» Exercise goal
Only a number is wanted: how many lines in these records contain the word "below"?

Natural-language object grounding data
=======

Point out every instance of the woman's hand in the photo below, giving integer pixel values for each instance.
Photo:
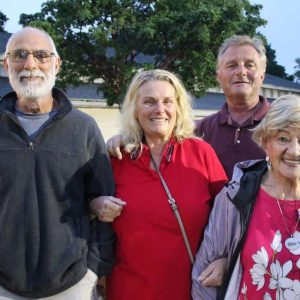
(214, 274)
(106, 208)
(114, 146)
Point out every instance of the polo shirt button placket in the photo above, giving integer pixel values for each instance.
(236, 136)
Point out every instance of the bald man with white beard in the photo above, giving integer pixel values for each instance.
(53, 161)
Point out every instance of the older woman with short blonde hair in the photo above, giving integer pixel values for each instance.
(255, 222)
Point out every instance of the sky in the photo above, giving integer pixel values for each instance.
(282, 30)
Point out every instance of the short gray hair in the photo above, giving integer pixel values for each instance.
(284, 112)
(14, 35)
(241, 40)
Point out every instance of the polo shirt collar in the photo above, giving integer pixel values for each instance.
(257, 116)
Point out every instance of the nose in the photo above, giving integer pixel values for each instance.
(30, 62)
(241, 70)
(159, 108)
(294, 147)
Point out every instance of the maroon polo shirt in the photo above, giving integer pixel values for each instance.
(232, 141)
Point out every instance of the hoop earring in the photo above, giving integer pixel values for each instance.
(269, 165)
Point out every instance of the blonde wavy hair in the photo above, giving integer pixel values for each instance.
(131, 130)
(284, 112)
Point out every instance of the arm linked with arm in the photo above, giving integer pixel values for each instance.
(216, 244)
(99, 182)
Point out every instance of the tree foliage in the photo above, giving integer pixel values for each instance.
(112, 39)
(3, 20)
(297, 72)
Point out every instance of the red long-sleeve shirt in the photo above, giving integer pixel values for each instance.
(152, 260)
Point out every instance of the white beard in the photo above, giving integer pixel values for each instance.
(35, 89)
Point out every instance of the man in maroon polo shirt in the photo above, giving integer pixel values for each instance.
(241, 69)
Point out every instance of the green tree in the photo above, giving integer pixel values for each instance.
(112, 39)
(3, 20)
(297, 68)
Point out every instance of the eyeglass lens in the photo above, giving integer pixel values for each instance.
(40, 56)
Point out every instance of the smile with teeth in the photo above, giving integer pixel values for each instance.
(292, 161)
(158, 120)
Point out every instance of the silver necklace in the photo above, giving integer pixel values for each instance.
(291, 243)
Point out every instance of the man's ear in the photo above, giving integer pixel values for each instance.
(5, 64)
(57, 65)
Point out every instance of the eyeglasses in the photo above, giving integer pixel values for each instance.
(39, 56)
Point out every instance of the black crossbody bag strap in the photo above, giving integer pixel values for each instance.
(176, 212)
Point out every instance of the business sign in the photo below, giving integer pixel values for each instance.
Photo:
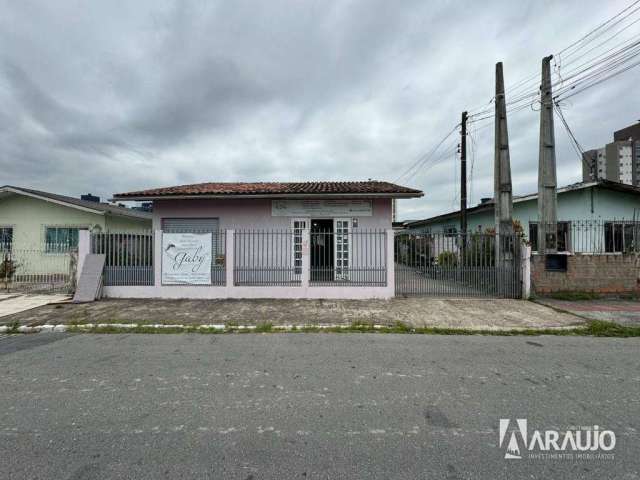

=======

» Result of the task
2